● **What is asked**: Images are excluded; otherwise, output every record exactly.

● **Records of labeled points**:
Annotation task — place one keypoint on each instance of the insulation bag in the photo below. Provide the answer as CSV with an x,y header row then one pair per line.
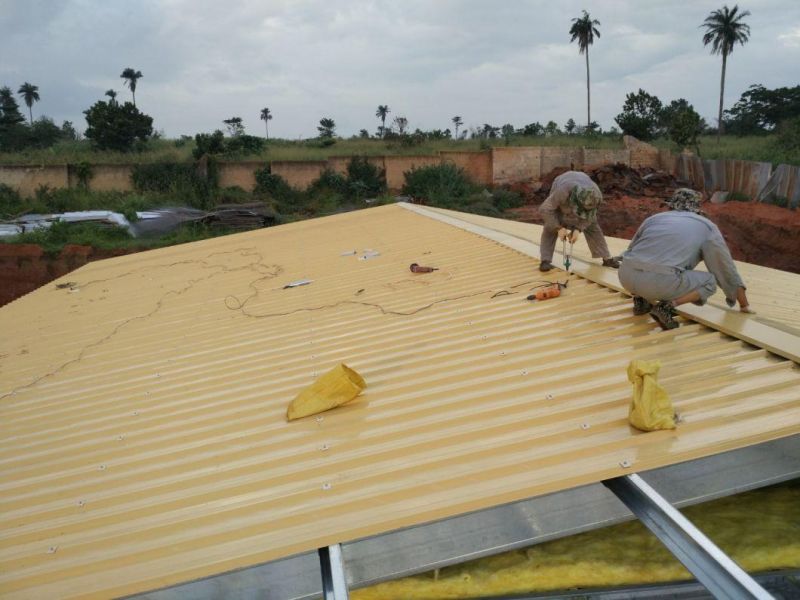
x,y
336,387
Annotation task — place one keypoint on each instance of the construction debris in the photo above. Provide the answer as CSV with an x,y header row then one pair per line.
x,y
415,268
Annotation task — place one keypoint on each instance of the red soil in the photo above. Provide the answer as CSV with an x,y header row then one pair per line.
x,y
25,267
757,233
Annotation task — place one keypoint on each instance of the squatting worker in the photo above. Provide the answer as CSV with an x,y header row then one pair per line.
x,y
658,266
571,208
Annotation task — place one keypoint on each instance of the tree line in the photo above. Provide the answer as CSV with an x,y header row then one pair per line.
x,y
121,126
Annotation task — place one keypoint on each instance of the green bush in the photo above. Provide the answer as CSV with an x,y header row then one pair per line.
x,y
61,233
444,185
114,126
364,178
11,203
243,145
274,187
505,199
184,181
788,138
209,144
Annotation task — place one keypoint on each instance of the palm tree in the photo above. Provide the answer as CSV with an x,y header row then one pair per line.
x,y
266,115
724,29
29,93
584,29
457,121
381,113
131,76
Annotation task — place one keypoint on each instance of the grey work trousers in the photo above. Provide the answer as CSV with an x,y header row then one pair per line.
x,y
654,286
594,238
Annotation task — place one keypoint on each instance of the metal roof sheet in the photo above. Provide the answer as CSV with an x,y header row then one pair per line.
x,y
144,439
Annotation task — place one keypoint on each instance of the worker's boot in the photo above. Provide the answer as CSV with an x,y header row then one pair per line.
x,y
664,313
641,306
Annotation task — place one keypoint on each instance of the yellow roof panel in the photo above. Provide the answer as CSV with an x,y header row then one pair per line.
x,y
144,439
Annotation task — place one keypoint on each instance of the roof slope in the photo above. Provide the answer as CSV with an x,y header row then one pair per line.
x,y
142,409
774,294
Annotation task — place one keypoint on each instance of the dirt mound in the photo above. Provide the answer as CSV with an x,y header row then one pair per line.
x,y
25,267
616,181
757,233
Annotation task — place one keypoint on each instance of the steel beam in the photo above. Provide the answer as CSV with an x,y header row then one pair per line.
x,y
710,565
334,583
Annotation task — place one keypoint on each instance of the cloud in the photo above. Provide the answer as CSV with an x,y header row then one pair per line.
x,y
511,62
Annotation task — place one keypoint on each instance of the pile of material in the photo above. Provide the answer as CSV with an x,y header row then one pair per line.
x,y
621,180
240,217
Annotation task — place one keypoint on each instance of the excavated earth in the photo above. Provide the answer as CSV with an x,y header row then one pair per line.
x,y
758,233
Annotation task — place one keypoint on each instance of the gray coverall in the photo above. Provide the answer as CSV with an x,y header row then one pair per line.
x,y
557,212
659,263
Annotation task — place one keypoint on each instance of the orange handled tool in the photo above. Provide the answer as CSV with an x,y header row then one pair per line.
x,y
545,292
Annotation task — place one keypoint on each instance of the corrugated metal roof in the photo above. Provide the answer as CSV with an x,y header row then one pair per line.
x,y
144,439
773,293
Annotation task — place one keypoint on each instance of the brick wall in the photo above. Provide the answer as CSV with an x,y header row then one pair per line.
x,y
27,179
515,164
299,174
241,174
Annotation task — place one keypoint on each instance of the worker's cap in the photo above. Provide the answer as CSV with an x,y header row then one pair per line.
x,y
585,201
685,199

● **Full answer**:
Annotation task — place one keypoint on each instance of the insulation bag in the photo below. Provide the answer as CSV with an x,y header row then one pair per line.
x,y
336,387
Annotation task — place one keypoint on each instance of the construction debris in the photo above. Provide the answer as CSV with an x,y header row then one pair per line.
x,y
415,268
Annotation task — place one keypoint on each instance of the red soil in the photo above. Provide the answer as CSV with an x,y header row then one pair per line.
x,y
25,267
757,233
Annotation task — place one keypoint on each instance of the squatting worker in the photo above. Provide the answer as CSV with an x,y header row then one pair per line.
x,y
658,266
571,208
Annotation task — place one keypoint on each instance of the tree line in the photo above. Provide the answer as CSV with an x,y header row then one pair per line.
x,y
121,126
Annotation task — place one keypoint on each instance of the green bush in the photo above. Provide the answer as CSV with an x,y header row then one pair per line.
x,y
61,233
444,185
114,126
364,178
11,203
243,145
274,187
505,199
184,181
788,138
209,144
Annotation task — place one keypoint on each instance of the palm tree in the photo above. Provide the answer as CSV with an x,y header row then one pair per line.
x,y
266,115
724,29
29,93
584,29
457,121
381,113
131,76
Annotation task — place one keypoint on each instance of the grey work trousers in the photo above. Provide the answer as CSV with an x,y header row then one pair per line.
x,y
654,286
594,238
Annotation task — place one keypoint on each instance of the metal roof sheet in the photo above. Provide the answer as CSV with an x,y header row then one pair per line.
x,y
144,439
Annotation task — place one keypoint on each instance of the worker's boot in the photo above. Provide the answer as CSV with an x,y header row then one pair per line.
x,y
664,313
641,306
Annotation task — place one keypoint on each instance of the yellow roof panel in the photo above. Provide the answer as CSV with an x,y header row then one pair per line.
x,y
144,439
Annotation task — place one keypoint on each instance of the roof slope in the photo above. Provide the answer as CSV with an x,y header row then one pair per line.
x,y
142,409
774,294
Annotation task — place one keypoint on each instance of the dirt mound in the photo above. Provide the answer as CSV with an x,y header row then one pair per line.
x,y
25,267
616,181
757,233
Annotation task — place one keypoint on each instance of the steel beam in the photo above. Provide the answer as CSV with an x,y header row then one pair per line.
x,y
710,565
334,583
Annotation task — place one keypoint on each instance of the cloud in the photo above. Provide the answer as CSV with an x,y header row then one pair per line.
x,y
511,62
Annotation task — place one keypoint on each instance of the pile of material in the photo above. Provide the answer as CSV with an x,y header row then one pair per line.
x,y
621,180
240,217
Annotation task — place one keypoint on each instance of the excavated earth in the photo above. Provide the answer as CSV with an x,y header row then one pair per line.
x,y
758,233
Annotation task — place one keypoint on each instance of the gray coverall in the photo above. Provide the answer as CSV with an x,y header row then one pair per line.
x,y
557,212
659,263
Annotation task — place one keypoint on each instance of the orange handled tool in the photo above. Provide the answer as CSV with an x,y header row then one pair per line.
x,y
545,292
Annotation task — place one keypoint on each instance of the corrugated metal roof in the photo above. Provide the answer as CSV with an x,y header row then one pair per line.
x,y
144,439
773,293
Annotation task — place one keypoint on each instance of the brick wall in the photo above. Provide the answer as CSV with an x,y header row then one pair per line.
x,y
27,179
515,164
299,174
241,174
Annotation task — place one keypoint on each instance of the worker's cap in the photo above. Provide the answer as CSV with an x,y header row then one pair per line.
x,y
585,201
685,199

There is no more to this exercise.